PROBLEM: Extract the text of each entry below exactly, leaving every image behind.

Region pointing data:

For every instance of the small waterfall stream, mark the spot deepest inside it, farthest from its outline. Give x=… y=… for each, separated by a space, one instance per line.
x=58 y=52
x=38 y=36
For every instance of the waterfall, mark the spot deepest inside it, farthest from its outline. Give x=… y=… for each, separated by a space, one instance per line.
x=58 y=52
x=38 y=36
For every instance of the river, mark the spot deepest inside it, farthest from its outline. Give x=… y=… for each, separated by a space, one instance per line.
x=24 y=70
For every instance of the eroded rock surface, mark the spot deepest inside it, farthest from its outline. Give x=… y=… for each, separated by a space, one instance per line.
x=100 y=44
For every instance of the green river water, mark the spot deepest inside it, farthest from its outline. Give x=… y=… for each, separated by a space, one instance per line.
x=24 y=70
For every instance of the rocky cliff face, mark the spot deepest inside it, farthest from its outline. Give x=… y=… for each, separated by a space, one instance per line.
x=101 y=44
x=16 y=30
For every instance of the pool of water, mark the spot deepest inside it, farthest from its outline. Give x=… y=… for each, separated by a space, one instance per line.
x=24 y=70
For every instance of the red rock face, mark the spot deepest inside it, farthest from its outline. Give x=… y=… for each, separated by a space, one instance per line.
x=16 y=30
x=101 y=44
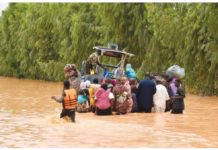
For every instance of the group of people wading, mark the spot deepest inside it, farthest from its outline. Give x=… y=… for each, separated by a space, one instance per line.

SOLUTION TO THE EXERCISE:
For every instance of the small waterfall stream, mark the spot deepest inside it, farthest from its outline. Give x=… y=… for each, separated by a space, one instance per line.
x=58 y=52
x=38 y=36
For every instance of the waterfall, mark the spot deepest inside it, farthest from its outline. Give x=… y=… for each, separated by a space, one instance per line.
x=58 y=52
x=38 y=36
For every instance of the river, mark the spot deepest inside it, farthest from its outline. Give x=… y=… for each, separated by a space, one instance per line.
x=24 y=70
For every instance of the eroded rock surface, mark the spot deepest inside it, farthest from its outline. Give x=… y=… for each, separated by a space, one instance per line.
x=100 y=44
For every instance of the green river water, mark the spot deepest inside it, farthest from its outline. Give x=… y=… for each, separated by a space, one instance per line.
x=24 y=70
For every instance of the rocky cliff face, mark the spot deepest inside it, farthest from its outline. Give x=… y=… for each, separated by a space, one instance per line.
x=101 y=44
x=16 y=30
For every instance of the pool of water, mark the spot deepest inside it, farthest from its outline. Give x=… y=… for each, separated by a space, one instance per line.
x=24 y=70
For every instance of the red rock face, mark the spot deepest inside it, farthest from its outline. Give x=… y=… for each, separated by a space, one instance per line.
x=16 y=30
x=101 y=44
For every instance of the group of people wading, mark the spot deepest inside it, farthest from its outline. Give x=… y=… for each, separated by a space, one instance per line.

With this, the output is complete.